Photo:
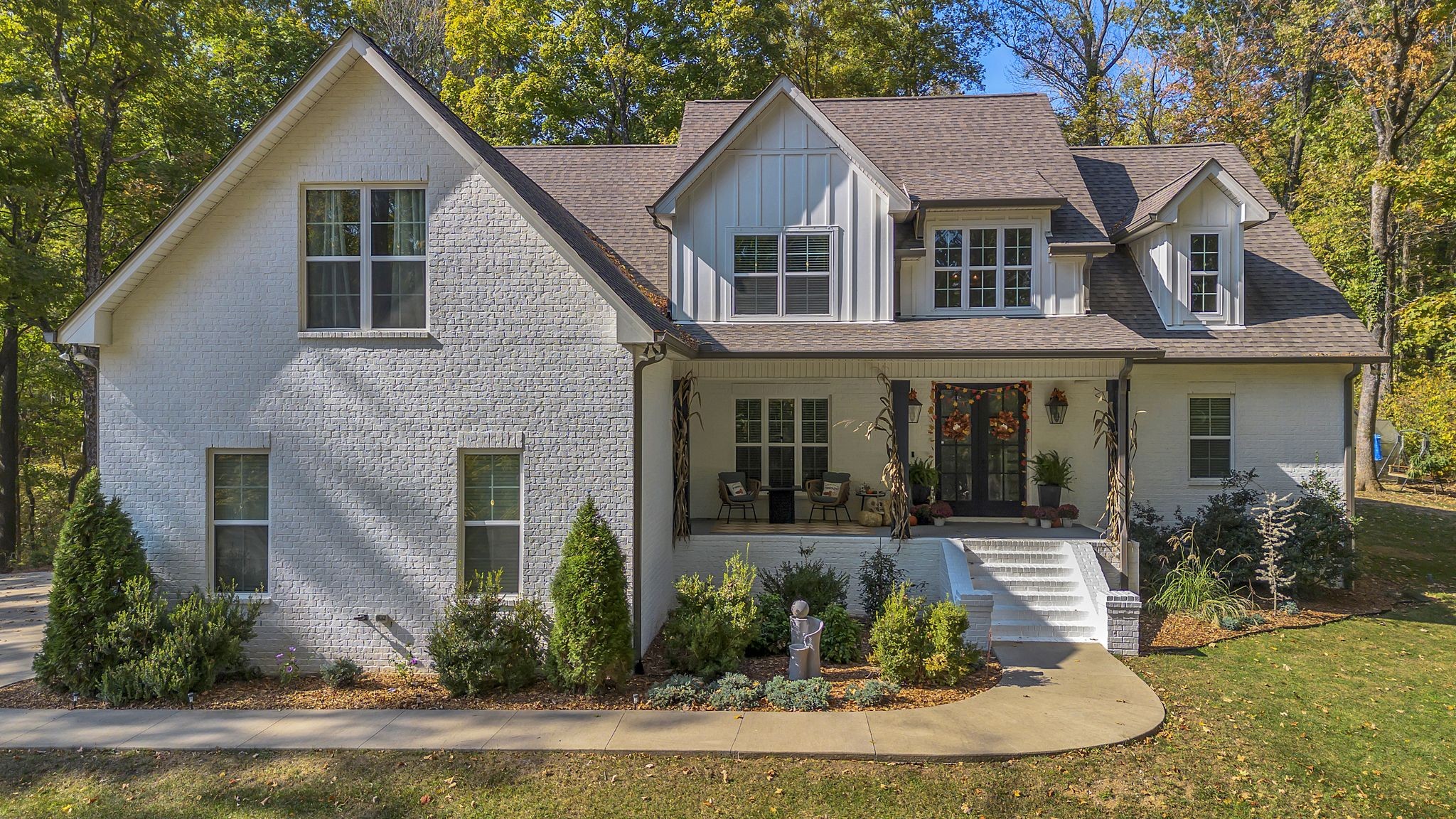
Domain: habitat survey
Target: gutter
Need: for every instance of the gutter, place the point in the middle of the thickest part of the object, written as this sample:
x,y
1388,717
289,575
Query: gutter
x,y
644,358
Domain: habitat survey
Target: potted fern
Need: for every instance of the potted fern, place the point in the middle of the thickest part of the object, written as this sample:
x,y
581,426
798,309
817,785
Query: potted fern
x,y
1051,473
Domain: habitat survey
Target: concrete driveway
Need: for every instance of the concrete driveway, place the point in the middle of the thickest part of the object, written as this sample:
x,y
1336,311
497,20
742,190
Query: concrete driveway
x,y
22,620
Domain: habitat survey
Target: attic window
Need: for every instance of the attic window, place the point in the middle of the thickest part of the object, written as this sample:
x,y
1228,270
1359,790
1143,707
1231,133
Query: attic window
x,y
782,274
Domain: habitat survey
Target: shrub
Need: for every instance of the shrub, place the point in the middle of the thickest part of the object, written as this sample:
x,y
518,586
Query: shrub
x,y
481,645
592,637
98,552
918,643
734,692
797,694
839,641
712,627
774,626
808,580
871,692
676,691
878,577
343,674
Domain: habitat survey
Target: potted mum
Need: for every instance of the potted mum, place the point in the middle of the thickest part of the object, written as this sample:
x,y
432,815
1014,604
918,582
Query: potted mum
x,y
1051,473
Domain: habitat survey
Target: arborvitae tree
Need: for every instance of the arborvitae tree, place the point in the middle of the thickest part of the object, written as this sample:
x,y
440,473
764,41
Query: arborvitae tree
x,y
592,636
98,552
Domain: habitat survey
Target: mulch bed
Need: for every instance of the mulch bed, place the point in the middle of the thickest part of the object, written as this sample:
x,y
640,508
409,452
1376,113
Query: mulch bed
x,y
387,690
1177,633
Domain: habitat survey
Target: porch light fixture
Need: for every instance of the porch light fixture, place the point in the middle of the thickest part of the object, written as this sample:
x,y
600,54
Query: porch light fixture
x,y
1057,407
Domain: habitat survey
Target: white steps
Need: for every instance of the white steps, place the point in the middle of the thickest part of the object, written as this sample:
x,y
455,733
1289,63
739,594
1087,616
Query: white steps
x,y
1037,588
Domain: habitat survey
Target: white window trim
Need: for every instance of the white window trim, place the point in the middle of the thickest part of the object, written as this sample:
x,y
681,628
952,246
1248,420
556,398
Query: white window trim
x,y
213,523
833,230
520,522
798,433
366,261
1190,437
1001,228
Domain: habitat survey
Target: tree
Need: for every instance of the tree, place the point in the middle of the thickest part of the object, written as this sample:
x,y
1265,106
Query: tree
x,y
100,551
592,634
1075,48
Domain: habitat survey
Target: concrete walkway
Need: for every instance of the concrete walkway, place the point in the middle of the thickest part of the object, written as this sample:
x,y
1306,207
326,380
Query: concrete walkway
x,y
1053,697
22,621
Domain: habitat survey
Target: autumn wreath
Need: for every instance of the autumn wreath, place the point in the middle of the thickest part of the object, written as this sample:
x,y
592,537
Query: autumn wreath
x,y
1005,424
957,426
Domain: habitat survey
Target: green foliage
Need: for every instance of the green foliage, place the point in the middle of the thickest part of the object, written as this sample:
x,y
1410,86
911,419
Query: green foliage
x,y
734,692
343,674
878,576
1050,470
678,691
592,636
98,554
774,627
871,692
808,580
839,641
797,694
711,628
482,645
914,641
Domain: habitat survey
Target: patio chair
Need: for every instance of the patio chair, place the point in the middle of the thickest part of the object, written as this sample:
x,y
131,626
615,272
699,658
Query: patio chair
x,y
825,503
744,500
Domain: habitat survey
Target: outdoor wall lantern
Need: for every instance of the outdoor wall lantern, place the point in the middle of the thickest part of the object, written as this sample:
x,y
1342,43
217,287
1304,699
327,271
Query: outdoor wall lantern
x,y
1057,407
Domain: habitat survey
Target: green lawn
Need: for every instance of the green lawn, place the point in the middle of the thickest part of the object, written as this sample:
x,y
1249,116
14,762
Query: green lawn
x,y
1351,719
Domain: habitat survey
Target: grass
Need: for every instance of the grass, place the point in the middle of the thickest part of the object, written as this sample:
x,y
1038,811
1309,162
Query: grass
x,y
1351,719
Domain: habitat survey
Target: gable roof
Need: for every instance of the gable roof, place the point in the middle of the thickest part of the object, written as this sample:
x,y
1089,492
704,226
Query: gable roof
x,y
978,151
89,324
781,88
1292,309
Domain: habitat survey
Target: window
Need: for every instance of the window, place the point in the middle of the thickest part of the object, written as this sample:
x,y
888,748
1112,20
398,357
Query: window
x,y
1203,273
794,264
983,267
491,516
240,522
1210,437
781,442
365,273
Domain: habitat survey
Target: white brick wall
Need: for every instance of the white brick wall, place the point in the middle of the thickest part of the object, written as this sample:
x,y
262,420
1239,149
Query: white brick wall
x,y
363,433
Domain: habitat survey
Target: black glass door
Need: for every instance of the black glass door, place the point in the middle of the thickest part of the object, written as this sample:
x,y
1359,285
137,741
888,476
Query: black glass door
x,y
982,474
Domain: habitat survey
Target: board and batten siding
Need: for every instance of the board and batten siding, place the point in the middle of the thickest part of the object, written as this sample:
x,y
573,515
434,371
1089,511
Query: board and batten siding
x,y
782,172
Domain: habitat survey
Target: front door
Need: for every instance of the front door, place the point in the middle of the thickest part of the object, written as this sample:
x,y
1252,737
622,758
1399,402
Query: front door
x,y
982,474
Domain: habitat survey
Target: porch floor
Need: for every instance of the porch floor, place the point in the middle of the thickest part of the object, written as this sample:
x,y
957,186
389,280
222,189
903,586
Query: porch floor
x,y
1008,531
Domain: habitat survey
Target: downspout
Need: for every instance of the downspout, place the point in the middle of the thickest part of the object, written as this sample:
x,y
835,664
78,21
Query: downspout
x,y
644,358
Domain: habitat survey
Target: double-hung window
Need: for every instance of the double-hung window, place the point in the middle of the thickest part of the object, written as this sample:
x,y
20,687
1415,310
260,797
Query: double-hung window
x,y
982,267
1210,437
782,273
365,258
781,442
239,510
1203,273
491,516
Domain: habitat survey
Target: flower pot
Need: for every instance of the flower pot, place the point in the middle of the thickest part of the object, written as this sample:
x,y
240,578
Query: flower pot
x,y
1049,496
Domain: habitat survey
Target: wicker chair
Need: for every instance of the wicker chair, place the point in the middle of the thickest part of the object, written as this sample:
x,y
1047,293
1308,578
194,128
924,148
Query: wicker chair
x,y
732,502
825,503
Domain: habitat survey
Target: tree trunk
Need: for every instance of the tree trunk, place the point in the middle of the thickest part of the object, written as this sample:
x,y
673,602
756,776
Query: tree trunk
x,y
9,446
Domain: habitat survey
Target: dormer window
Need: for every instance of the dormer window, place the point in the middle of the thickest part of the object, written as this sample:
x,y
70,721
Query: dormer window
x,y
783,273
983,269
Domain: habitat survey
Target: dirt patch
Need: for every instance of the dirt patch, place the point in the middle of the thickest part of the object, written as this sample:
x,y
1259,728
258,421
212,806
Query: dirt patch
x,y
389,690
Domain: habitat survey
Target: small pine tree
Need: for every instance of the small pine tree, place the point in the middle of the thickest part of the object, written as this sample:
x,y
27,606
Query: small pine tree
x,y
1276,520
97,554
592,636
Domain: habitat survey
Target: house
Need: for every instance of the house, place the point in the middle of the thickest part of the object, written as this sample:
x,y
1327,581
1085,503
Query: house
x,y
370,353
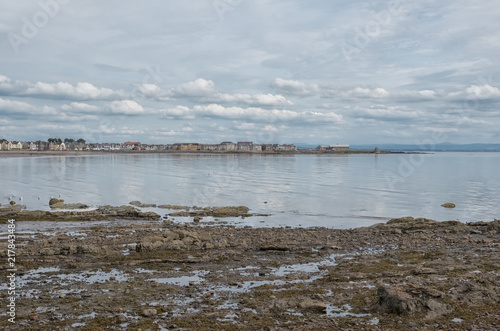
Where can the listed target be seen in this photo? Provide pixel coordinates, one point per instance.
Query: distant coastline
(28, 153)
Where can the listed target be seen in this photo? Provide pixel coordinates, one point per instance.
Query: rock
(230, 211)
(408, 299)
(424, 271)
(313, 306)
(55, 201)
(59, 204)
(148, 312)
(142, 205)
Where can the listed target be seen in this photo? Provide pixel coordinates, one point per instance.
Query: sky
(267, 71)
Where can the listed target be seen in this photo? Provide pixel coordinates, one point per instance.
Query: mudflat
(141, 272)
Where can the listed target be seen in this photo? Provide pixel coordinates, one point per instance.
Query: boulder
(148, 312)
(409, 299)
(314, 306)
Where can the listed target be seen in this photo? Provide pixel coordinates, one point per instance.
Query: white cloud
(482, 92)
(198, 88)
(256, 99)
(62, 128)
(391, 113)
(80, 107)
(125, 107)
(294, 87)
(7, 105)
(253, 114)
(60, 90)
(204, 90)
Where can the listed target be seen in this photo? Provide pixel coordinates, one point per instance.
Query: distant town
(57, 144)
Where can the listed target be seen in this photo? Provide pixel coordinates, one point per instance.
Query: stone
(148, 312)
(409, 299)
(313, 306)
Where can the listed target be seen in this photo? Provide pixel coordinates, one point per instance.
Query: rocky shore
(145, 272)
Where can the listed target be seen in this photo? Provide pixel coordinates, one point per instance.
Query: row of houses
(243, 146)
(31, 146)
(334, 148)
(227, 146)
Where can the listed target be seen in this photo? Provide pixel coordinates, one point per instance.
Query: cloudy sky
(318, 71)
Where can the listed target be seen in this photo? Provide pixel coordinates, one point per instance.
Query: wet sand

- _What to produce_: Pull from the items above every line that contains the string "brick", and list those lines in their original order.

- _Expected output_:
Target: white brick wall
Need: for every instance of the white brick wall, place the point in the middle of the thickest part of the object, written as this sample:
Query: white brick wall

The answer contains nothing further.